La época de la publicación de Fantasmas… coincidió con la de la sanción de la Ley de Matrimonio Igualitario, tema sobre el cual Sara confiesa: “A mí me parece fantástico que las oportunidades se den para todo el mundo, pero yo también tengo que tener la libertad de aceptarlas o no. (…) A mí nunca me interesó casarme. Me han propuesto matrimonio desde los quince años hasta hace poco y nunca me pareció que hubiera que casarse, incluso desde el punto de vista económico. Muchas amigas ahora me dicen: “Ah, sí vos te hubieses casado no hubieses tenido ningún problema (…) Pero de María Elena, hoy lo que necesito es su presencia, nada más. (…) Nosotras nunca tuvimos estos problemas prácticos ni económicos. Cuando quisimos ir a vivir juntas lo hicimos, no le pedimos permiso a nadie”. Y así fue. María Elena es la única pareja que en el libro Sara reconoce haber tenido y convivió con ella por mucho tiempo sin mezclar familias ni trabajo (solo por encargos), ni amigxs. Una de las pocas excepciones en cuanto a las relaciones amistosas en común parece haber sido la que mantuvieron con Susana Rinaldi y María Herminia, que posan en una de las fotos más hermosas del libro junto a Walsh: “Tengo fotos de Susana desde que debutó en La botica del ángel, con un vestido que Antonio Berni le pintó delante de todo el público. Luego, cuando se fue a París, me acuerdo que íbamos en mi Fiat 600 a Ezeiza a buscar las notas que salían en los diarios franceses y que enviaban ella y María Herminia en un paquete, para que las mandáramos a los diarios de acá”.

════════════════

### Consigna de trabajo 1
Según el texto para leer, ¿con qué hecho coincidió la época de la publicación de Fantasmas…?
### Consigna de trabajo 2
Traduce al inglés esta oración del texto para leer: "Cuando quisimos ir a vivir juntas lo hicimos, no le pedimos permiso a nadie".

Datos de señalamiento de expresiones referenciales

════════════════

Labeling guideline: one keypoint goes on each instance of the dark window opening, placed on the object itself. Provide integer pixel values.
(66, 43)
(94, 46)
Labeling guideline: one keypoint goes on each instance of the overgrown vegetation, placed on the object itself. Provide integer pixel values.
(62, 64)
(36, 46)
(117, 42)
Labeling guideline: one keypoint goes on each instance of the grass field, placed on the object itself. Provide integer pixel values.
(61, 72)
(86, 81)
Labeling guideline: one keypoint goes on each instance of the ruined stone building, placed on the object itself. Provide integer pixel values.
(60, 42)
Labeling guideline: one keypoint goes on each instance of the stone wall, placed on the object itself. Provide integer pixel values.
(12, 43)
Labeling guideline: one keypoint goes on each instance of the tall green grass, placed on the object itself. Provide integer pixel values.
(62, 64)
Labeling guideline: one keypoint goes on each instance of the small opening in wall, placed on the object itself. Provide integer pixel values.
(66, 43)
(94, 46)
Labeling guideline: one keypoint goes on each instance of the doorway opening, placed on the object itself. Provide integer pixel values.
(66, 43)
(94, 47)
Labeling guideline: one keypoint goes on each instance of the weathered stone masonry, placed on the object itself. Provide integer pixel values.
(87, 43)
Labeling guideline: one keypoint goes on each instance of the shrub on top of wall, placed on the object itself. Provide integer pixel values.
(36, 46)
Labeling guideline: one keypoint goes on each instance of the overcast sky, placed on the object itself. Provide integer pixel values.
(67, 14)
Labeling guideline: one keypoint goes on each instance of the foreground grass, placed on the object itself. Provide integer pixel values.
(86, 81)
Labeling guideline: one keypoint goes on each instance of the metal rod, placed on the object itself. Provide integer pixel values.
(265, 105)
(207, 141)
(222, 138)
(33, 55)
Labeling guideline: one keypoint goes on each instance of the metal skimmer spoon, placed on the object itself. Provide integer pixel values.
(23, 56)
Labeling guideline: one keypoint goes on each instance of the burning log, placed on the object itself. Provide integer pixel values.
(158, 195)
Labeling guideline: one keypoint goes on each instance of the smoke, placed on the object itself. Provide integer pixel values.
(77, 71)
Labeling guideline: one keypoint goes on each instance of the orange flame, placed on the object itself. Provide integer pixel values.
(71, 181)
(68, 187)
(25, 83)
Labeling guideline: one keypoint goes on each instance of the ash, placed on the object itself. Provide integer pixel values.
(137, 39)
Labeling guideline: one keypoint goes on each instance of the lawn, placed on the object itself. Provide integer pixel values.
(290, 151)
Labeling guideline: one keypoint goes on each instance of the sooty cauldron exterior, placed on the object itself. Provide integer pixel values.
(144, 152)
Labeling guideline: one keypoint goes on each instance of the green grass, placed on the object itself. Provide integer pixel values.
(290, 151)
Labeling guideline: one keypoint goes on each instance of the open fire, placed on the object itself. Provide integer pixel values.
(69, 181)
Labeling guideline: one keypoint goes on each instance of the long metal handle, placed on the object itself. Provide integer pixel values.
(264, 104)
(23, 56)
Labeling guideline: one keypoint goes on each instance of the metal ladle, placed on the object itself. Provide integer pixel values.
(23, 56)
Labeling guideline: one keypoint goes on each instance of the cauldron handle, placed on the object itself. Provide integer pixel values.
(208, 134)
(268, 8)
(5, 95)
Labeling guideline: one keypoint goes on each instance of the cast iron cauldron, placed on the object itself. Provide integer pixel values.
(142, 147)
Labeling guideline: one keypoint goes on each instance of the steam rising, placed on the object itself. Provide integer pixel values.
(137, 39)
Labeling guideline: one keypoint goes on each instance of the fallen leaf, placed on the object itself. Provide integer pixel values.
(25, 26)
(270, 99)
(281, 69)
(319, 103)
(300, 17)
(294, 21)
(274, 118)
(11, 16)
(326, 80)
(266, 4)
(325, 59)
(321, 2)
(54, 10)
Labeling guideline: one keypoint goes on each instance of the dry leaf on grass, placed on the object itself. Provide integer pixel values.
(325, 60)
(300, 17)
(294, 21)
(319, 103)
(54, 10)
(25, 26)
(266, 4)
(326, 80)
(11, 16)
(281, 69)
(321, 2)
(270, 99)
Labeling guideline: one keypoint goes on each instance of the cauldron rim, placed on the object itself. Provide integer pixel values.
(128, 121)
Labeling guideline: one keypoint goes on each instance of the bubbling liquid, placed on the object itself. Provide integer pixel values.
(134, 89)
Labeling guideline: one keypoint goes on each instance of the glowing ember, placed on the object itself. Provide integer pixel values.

════════════════

### Espacio de respuesta 1
Con la sanción de la Ley de Matrimonio Igualitario.

### Espacio de respuesta 2
When we wanted to live together, we did it; we didn't ask anyone for permission.